* BEGIN Source passage *

Oh dear. If you have read anything I have written previously about Stella Gibbons it will be immediately obvious that I rate Cold Comfort farm as one of the best books ever written. Hyperbole? perhaps, because I would recognise the book is not without its flaws, but if I had to chose one book for a life time of desert island living this would be it. It is by far and away the book I have reread the most in my life. But sadly nothing Stella Gibbons ever wrote approached the genius of CCF. In bringing her catalogue back into print Vintage have done us a mixed blessing – while it is exciting to read anything she wrote, the disappointment is inescapable. I will keep reading her to try to capture the magic of CCF, but with steadily decreasing expectation and hope.
Towards the end of the novel the war comes more into the foreground. Kenneth the bachelor of the title is in London looking for Vartouhi, the feisty refugee who is less than half his age, (this is not seen as a problem by anyone) who has left his employment after a row with his sister Constance, and is working in a milk bar. He tracks her down in a depressed, bombed out part of London similar to the streets where “Starlight” is set, albeit twenty years later. The extent of the bomb damage is depressing if not to say upsetting, and through this landscape comes Vartouhi, followed by her “boyfriend”, a Canadian soldier with the unlikely name of Raoul who is clearly well on the way to being a psychopath. Although Vartouhi is cheerfully unafraid of the menacing Raoul, Kenneth quickly realises he is dangerous, and sees him off with a show of bravery that seems to draw upon his years in the trenches in the Great War. This section of the novel stands out as a compelling piece of narrative compared to much of the sleepiness of the rest of the book.

* END Source passage *
* BEGIN Stored records *

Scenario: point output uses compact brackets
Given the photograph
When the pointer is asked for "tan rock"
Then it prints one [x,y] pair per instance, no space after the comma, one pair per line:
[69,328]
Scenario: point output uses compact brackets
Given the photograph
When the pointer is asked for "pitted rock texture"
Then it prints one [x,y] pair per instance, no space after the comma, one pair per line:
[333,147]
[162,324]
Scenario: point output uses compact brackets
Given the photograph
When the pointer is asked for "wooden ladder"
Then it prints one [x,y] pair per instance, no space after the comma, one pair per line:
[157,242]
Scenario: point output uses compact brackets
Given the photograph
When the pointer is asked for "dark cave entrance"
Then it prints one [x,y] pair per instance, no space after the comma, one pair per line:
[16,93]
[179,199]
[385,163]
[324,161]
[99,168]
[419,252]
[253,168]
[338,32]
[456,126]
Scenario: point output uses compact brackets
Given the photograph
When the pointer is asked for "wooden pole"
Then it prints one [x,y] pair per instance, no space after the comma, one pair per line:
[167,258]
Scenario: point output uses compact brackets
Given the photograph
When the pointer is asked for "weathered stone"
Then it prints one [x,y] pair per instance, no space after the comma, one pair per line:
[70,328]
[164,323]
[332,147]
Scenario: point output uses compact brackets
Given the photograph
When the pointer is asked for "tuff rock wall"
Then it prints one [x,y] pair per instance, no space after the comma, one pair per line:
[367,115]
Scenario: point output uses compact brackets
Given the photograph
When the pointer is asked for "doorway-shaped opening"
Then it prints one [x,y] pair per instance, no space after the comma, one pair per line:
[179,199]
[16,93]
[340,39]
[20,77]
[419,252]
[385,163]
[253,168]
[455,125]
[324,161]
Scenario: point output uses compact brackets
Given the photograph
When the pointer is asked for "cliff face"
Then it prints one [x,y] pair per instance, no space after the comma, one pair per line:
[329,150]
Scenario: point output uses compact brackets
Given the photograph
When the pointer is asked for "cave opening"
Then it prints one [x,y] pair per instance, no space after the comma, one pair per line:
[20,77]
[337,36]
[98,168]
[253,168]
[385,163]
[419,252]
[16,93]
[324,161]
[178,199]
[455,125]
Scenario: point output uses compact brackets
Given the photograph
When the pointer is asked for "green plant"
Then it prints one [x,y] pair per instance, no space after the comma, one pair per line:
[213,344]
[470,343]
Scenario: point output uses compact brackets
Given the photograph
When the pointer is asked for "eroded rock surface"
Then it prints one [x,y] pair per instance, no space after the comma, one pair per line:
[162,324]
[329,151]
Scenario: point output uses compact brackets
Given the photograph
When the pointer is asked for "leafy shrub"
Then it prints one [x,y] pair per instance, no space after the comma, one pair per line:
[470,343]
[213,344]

* END Stored records *
* BEGIN Stored records *

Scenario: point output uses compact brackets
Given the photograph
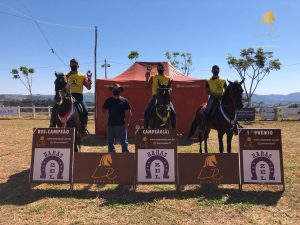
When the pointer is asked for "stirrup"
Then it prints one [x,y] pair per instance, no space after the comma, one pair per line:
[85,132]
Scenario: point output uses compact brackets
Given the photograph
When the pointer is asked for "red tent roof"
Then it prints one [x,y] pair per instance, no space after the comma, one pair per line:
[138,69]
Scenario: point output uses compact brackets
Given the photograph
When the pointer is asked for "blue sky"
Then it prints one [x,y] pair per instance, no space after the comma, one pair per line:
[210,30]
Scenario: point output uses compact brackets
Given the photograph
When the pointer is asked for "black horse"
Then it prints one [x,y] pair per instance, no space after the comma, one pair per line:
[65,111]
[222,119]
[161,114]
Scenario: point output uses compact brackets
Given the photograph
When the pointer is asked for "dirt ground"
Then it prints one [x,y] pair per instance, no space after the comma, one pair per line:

* END Stored records *
* BEGIN Stored records *

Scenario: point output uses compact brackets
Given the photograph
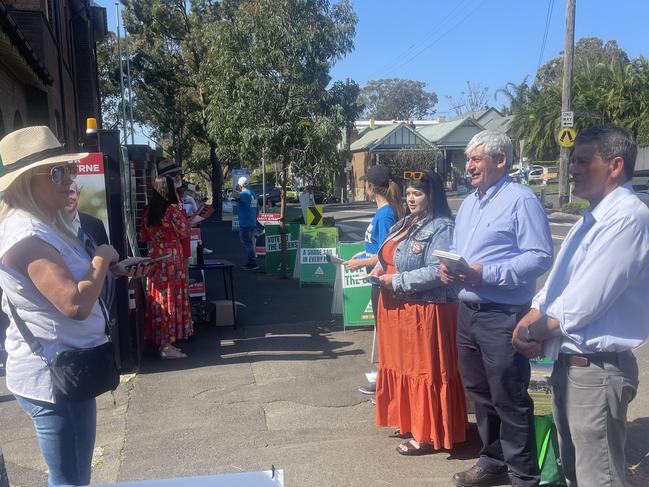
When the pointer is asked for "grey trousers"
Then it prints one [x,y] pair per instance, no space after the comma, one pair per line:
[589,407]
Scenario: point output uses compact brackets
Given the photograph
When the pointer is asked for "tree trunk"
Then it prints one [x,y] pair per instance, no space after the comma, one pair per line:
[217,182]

* END Stored records *

▸ **Required actions**
A: According to the review, where is Vartouhi working when Kenneth finds her in London?
B: List each line of the rows that includes the string "opening".
The review and the rows are independent of each other.

▸ **Responses to the tasks**
A: In a milk bar.

B:
When the pointer is asked for "doorway-shaped opening"
When the pointer is asked for "cave opening"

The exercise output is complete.